Things to do:
(A) Decide whether each statement below agrees with the tagsoup patch review, answering yes or no and quoting the deciding words: (i) the reviewer thinks the patch can be pushed after one nit and one typo in a method name; (ii) the reviewer believes tagsoup can support the Oracle examples; (iii) the getRootNode method prints "Using MalformedXMLParser" when debugging is on.
(B) Summarize the tagsoup patch review in two sentences.

Document segment:
****************************************

Fwd: [rfc][icedtea-web] renewed tagsoup

Thu Jun 20 10:09:39 PDT 2013

OK. Looks ready to push after one nit and one typo inside a method name.

Do you have any thoughts about the Oracle examples still being broken ? 
It is rather unfortunate. I don't believe tagsoup can support these.

Oracle's parser is quite quirky. It seems like it is written like that 
tag parser we got rid of.

To fix it, we would need to hack on some support for assuming that:

sometag = "somestring<EOL>

should become
sometag = "somestring"<EOL>

[..snip..]

> + * [1] http://home.ccil.org/~cowan/XML/tagsoup/
> + */
> +public class MalformedXMLParser extends XMLParser {
> +
> +    /**
> +     * Parses the data from an {@link InputStream} to create a XML tree.
> +     * Returns a {@link Node} representing the root of the tree.
> +     *
> +     * @param input the {@link InputStream} to read data from
> +     * @throws ParseException if an exception occurs while parsing the input
> +     */
> +    @Override
> +    public Node getRootNode(InputStream input) throws ParseException {
> +        if (JNLPRuntime.isDebug()) {
> +            System.out.println("Using MalformedXMLParser");
> +        }
> +        InputStream xmlInput = xmlizeInputStream(input);
> +        return super.getRootNode(xmlInput);
> +    }
> +
> +    /**
> +     * Reads malformed XML from the InputStream original and returns a new
> +     * InputStream which can be used to read a well-formed version of the input
> +     *
> +     * @param original
> +     * @return an {@link InputStream} which can be used to read a well-formed
> +     * version of the input XML
> +     * @throws ParseException
> +     */
> +    private InputStream xmlizeInputStream(InputStream original) throws ParseException {
> +        try {
> +            ByteArrayOutputStream out = new ByteArrayOutputStream();
> +
> +            HTMLSchema schema = new HTMLSchema();
> +            XMLReader reader = new Parser();
> +
> +            //TODO walk through the javadoc and tune more such a settings
> +            //see tagsoup javadoc for details

[nit] s/such a//

Just a note, I played around with them but couldn't find anything 
particularly useful.

****************************************

Material:
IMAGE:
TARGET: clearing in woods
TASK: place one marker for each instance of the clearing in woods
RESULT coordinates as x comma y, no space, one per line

****************************************

Task-by-task outputs:
(A)
(i) Yes: "Looks ready to push after one nit and one typo inside a method name."
(ii) No: "I don't believe tagsoup can support these."
(iii) Yes: "if (JNLPRuntime.isDebug()) {
            System.out.println("Using MalformedXMLParser");"

(B) The reviewer finds the tagsoup patch ready to push after one nit and one typo in a method name, but notes that the Oracle examples are still broken and doubts tagsoup can support them. Fixing them would require a hack that assumes a quoted string left open at the end of a line should be closed, and the quoted code adds a MalformedXMLParser class that turns malformed XML input into a well-formed version before parsing it.